-- Start of Excerpted data --

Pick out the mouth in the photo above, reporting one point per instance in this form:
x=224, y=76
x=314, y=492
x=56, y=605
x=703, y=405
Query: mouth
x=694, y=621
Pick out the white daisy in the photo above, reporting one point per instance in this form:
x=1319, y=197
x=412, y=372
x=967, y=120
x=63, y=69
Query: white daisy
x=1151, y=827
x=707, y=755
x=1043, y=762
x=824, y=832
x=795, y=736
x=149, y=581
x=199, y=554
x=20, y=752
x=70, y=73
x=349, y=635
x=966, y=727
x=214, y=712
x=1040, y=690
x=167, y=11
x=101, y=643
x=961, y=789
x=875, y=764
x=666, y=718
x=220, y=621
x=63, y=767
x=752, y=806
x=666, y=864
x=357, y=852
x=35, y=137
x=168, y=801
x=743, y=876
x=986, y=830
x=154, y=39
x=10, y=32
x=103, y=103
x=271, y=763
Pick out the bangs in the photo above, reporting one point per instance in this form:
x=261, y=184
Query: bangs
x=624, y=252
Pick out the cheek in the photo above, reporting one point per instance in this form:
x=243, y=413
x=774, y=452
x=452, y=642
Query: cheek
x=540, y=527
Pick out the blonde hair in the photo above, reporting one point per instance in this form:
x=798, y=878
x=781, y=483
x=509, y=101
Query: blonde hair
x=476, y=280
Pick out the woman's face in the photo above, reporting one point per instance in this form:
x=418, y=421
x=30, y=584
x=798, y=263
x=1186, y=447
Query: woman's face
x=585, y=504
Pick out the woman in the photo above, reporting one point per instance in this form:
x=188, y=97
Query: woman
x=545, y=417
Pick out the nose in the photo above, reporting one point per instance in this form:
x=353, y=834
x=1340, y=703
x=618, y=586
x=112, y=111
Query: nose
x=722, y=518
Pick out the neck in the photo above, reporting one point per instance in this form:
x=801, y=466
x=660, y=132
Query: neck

-- End of Excerpted data --

§ **What the task requires**
Rewrite all of the records above, replacing every "Pick out" with "Locate" and changing nothing else.

§ **Exercise response**
Locate the mouth in the photo above, reporting one point per instance in this form:
x=224, y=76
x=314, y=492
x=56, y=605
x=703, y=405
Query: mouth
x=694, y=621
Locate the white daisy in the photo above, reporting one point per instance in this form:
x=1319, y=197
x=412, y=372
x=967, y=120
x=63, y=69
Query: white daisy
x=1151, y=827
x=707, y=755
x=1043, y=762
x=824, y=832
x=795, y=736
x=149, y=581
x=199, y=554
x=20, y=752
x=70, y=73
x=349, y=635
x=966, y=727
x=214, y=712
x=1040, y=690
x=167, y=11
x=101, y=643
x=961, y=789
x=875, y=764
x=666, y=718
x=220, y=621
x=63, y=767
x=752, y=806
x=666, y=864
x=357, y=852
x=35, y=137
x=168, y=801
x=743, y=876
x=986, y=830
x=154, y=39
x=10, y=32
x=103, y=103
x=271, y=763
Locate the bangs in the photo above, reporting one point per instance in this form:
x=261, y=184
Query: bangs
x=624, y=252
Locate the cheek in the photo above, reporting one point per instance in this form:
x=243, y=413
x=774, y=452
x=452, y=642
Query: cheek
x=540, y=527
Locate the blonde hair in the photo above, reporting one point per instance in this form:
x=798, y=878
x=781, y=483
x=509, y=101
Query: blonde hair
x=476, y=280
Locate the woman's face in the photo above, reporting one point per instance in this form:
x=418, y=421
x=30, y=584
x=798, y=263
x=1186, y=447
Query: woman's face
x=585, y=504
Locate the woman in the photo above, reporting one point per instance in this form:
x=188, y=97
Query: woman
x=545, y=417
Locate the nose in the photo above, reporting one point per instance in this form:
x=353, y=834
x=1340, y=703
x=618, y=586
x=112, y=111
Query: nose
x=722, y=518
Locate the neck in the photo above, reporting one point per instance in this form:
x=801, y=466
x=660, y=132
Query: neck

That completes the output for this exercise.